* [Task to complete]
Each entry below must be repeated word for word.

### Material provided ###

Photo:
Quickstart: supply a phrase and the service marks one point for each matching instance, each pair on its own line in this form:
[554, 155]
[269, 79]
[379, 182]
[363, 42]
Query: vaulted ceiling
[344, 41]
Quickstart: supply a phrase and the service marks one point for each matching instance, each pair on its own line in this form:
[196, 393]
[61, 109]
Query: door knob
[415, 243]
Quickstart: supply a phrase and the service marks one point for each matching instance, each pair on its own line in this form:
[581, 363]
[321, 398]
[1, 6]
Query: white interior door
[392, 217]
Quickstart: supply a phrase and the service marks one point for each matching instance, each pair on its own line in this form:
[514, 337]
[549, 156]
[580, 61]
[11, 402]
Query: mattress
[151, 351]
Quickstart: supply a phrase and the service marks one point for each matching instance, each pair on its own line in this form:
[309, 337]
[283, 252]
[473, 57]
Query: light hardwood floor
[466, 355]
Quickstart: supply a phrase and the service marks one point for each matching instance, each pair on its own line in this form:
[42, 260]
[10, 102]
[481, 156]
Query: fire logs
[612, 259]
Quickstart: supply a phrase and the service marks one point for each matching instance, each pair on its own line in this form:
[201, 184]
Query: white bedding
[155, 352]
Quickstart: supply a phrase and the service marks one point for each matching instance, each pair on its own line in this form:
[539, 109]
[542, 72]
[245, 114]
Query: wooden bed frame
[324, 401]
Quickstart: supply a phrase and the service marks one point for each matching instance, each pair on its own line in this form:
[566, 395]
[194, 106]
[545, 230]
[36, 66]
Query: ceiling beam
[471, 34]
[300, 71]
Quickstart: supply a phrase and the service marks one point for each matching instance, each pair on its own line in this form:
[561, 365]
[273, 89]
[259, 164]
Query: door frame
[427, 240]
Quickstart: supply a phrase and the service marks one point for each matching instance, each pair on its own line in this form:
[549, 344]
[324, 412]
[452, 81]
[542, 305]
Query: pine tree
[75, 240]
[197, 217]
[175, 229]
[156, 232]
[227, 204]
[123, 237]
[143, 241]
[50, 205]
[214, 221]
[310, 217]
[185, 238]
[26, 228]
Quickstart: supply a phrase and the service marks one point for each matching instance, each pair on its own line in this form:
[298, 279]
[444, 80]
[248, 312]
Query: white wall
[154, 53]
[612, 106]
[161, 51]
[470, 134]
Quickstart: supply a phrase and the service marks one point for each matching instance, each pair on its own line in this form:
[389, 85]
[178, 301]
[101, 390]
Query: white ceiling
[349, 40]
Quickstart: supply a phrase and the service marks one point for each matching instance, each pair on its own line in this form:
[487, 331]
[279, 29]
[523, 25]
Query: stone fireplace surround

###

* [Result for this task]
Photo:
Quickstart: supply a phrase and the service marks one point for each matching instance, each pair on its own line in this form:
[554, 155]
[269, 79]
[379, 182]
[363, 42]
Query: vaulted ceiling
[344, 41]
Quickstart: supply a phrase and the service marks one point for each matching instance, each pair on its own line in this form:
[196, 393]
[61, 109]
Query: door knob
[415, 243]
Quickstart: supply a phrase and the service marks one point for each matching instance, each pair on its own line in this form:
[581, 363]
[321, 398]
[1, 6]
Query: white interior door
[392, 217]
Quickstart: supply a phrase and the service marks one point for each matching instance, each pair on its own line in this form:
[514, 337]
[549, 156]
[580, 61]
[11, 402]
Query: mattress
[151, 351]
Quickstart: supply a phrase and the service marks one point for each matching instance, each pair on its own line in this form:
[309, 337]
[283, 252]
[473, 57]
Query: light hardwood floor
[466, 355]
Quickstart: supply a phrase and the service marks one point for each matching instance, each pair on its own line in this form:
[42, 260]
[10, 102]
[481, 156]
Query: fire logs
[612, 259]
Quickstart: supply a phrase and the service marks one point for each matching instance, each pair on its own line in this form:
[201, 184]
Query: white bedding
[155, 352]
Quickstart: supply a phrase and the service marks one point for each matching instance, each pair on its own line in this form:
[539, 109]
[542, 72]
[245, 114]
Query: wooden bed frame
[324, 401]
Quickstart: supply a phrase and the service marks one point for each matching instance, each pair on its own line in this form:
[566, 395]
[194, 106]
[545, 230]
[36, 66]
Query: ceiling beam
[471, 34]
[300, 71]
Quickstart: supply a phrase and the service marks one point for each matching instance, each pair on its own line in this form:
[561, 365]
[273, 89]
[259, 164]
Query: door frame
[427, 240]
Quickstart: supply a phrase and the service marks one point for each matching instance, each pair on its own line in this form:
[549, 344]
[324, 412]
[452, 81]
[542, 305]
Query: pine tree
[75, 240]
[197, 217]
[175, 229]
[156, 232]
[227, 204]
[123, 237]
[143, 241]
[50, 205]
[214, 221]
[310, 217]
[185, 238]
[26, 228]
Quickstart: supply a phrase and the service marks one point for each matching instance, each pair on its own line in this form:
[298, 279]
[444, 80]
[248, 312]
Query: white wall
[154, 53]
[612, 106]
[161, 51]
[470, 134]
Quickstart: supply a phrase and the service marks one point for each matching instance, each pair on its own line in this form:
[389, 85]
[178, 301]
[101, 390]
Query: white ceiling
[349, 40]
Quickstart: supply a phrase and the service marks one point for each matching instance, each pair on its own line in this form:
[487, 331]
[279, 29]
[523, 25]
Query: stone fireplace surround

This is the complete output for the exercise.